Reproduce the listing below word for word, leaving out the pictures.

════════════════

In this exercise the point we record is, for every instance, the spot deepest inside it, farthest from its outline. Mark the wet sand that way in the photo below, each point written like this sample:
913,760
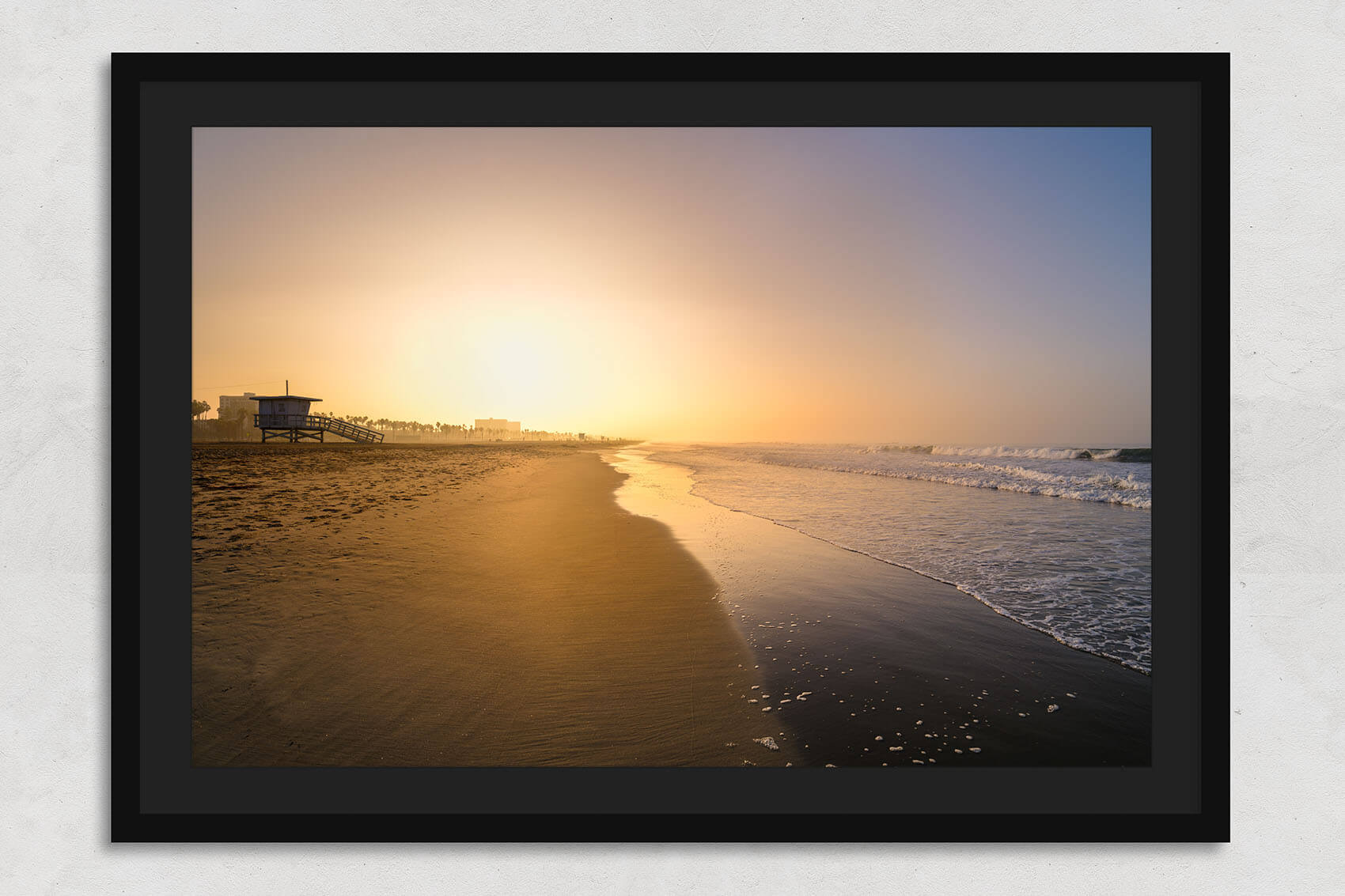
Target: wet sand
453,606
866,663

════════════════

**Written solution:**
In this exercise the point we record is, for every instance, the spot deepest inside it, farthest from its outline. Mark the wet sand that way in the photo below, each point written like this sample:
913,760
Target: wet sand
453,606
866,663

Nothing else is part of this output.